*Page text*:
···

My Wife and I is a 1925 American drama film directed by Millard Webb and written by Julien Josephson and Millard Webb. It is based on the 1871 novel My Wife and I by Harriet Beecher Stowe. The film stars Irene Rich, Huntley Gordon, John Harron, John Roche, Constance Bennett, and Tom Ricketts. The film was released by Warner Bros. on May 16, 1925.

==Plot==
As described in a film magazine review, Stuart Borden becomes infatuated with Aileen Alton, who is only interested in him as long as he spends money lavishly on her. He runs up so many bills that his father, James Borden, although a millionaire, refuses to honor any more bills. The father denounces the young woman, who then proceeds to throw Stuart down. Through a mutual friend, Aileen meets the father and soon has him in her toils. He then begins to neglect his wife, blaming his business. The wife accidentally discovers a letter from Aileen. When the Bordens celebrate their twenty-fifth wedding anniversary on the same date as Aileen's birthday party, she is piqued because the father cannot get there. She goes to his home and he meets her outside, promising to come see her later. In the meantime Stuart is awaiting her return. The wife has seen the husband kiss Aileen and tells him that he cannot continue on that way. The father says he will go to Europe and goes to bid Aileen goodbye. Stuart calls Aileen, who refuses to talk to him. He rushes out with a handgun and Mrs. Borden follows, arriving just in time to prevent the son from shooting the father. James Borden begs his wife's forgiveness and they start over again.

···

[Stored data]
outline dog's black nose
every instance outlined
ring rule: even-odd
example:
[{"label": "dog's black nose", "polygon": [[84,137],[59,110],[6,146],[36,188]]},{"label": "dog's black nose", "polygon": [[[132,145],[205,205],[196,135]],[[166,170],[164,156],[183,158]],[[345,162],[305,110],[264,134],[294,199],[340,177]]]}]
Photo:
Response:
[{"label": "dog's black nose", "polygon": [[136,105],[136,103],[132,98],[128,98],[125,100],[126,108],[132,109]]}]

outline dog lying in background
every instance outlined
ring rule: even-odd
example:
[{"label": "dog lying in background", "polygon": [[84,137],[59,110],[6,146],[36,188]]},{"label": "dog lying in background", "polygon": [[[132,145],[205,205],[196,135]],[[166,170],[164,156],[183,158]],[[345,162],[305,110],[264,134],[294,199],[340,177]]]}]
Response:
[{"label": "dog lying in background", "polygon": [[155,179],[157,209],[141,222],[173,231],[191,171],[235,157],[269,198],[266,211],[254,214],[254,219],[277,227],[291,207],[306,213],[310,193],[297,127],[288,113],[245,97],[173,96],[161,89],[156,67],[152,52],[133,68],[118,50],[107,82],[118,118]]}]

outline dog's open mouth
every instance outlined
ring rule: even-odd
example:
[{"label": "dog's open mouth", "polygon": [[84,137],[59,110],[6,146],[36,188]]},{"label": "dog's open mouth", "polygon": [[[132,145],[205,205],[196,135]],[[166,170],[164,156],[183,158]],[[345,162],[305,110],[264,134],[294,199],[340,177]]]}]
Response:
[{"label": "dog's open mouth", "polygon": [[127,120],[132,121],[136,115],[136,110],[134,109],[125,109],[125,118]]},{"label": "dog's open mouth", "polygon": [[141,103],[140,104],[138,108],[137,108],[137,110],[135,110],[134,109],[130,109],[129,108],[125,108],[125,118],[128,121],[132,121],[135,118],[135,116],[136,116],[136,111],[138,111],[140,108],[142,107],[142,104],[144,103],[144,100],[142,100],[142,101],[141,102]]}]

···

*Problem requirements*: Return the stretch of the film text from "My Wife and I is" through "May 16, 1925.". Use only the film text as your source.

*Finished task*:
My Wife and I is a 1925 American drama film directed by Millard Webb and written by Julien Josephson and Millard Webb. It is based on the 1871 novel My Wife and I by Harriet Beecher Stowe. The film stars Irene Rich, Huntley Gordon, John Harron, John Roche, Constance Bennett, and Tom Ricketts. The film was released by Warner Bros. on May 16, 1925.